::: EXTRACTED ENTRIES
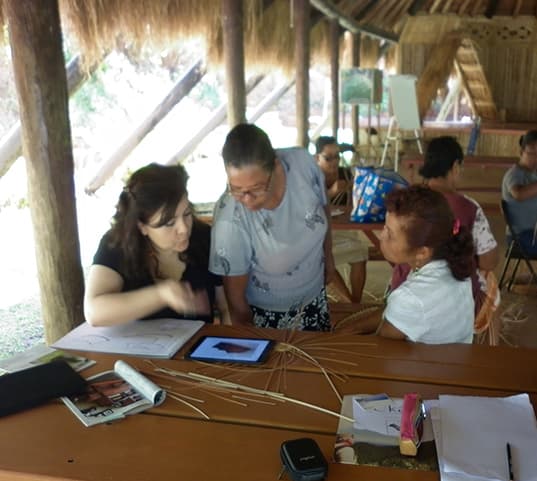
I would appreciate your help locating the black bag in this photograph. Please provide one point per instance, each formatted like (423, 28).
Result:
(30, 387)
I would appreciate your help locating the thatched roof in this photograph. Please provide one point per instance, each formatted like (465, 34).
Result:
(99, 26)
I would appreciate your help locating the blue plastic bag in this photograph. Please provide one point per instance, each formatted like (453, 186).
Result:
(369, 190)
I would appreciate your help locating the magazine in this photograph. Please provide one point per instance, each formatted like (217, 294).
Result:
(42, 354)
(114, 394)
(379, 444)
(158, 338)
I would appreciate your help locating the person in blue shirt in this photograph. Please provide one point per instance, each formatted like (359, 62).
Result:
(271, 234)
(519, 190)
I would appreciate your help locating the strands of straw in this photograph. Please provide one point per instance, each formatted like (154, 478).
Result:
(304, 355)
(210, 382)
(190, 405)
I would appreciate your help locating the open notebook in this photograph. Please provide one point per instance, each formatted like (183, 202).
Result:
(158, 338)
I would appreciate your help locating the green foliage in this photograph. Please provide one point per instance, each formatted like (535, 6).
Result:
(93, 88)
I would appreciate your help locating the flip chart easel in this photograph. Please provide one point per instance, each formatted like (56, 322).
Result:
(405, 114)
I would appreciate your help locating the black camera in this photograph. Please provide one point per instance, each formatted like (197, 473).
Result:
(303, 460)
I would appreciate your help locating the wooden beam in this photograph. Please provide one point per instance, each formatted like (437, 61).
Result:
(301, 16)
(463, 7)
(11, 143)
(397, 11)
(38, 64)
(218, 116)
(434, 6)
(416, 6)
(233, 46)
(476, 7)
(269, 100)
(365, 10)
(355, 109)
(447, 6)
(180, 90)
(331, 11)
(516, 10)
(334, 74)
(491, 8)
(466, 88)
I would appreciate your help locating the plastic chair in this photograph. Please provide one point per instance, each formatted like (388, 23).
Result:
(515, 251)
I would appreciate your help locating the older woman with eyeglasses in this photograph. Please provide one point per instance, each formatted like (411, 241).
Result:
(271, 234)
::::::
ABOUT THIS EXERCISE
Reproduce every line in the records above that contains the word "plastic".

RESPONSE TO THE TASK
I would appreciate your help locating the blue plastic bag in this photograph. Please provide one point per instance, each formatted like (453, 186).
I would appreciate your help locating the plastic chair in this photograph. Please provide one point per instance, each formatted like (388, 23).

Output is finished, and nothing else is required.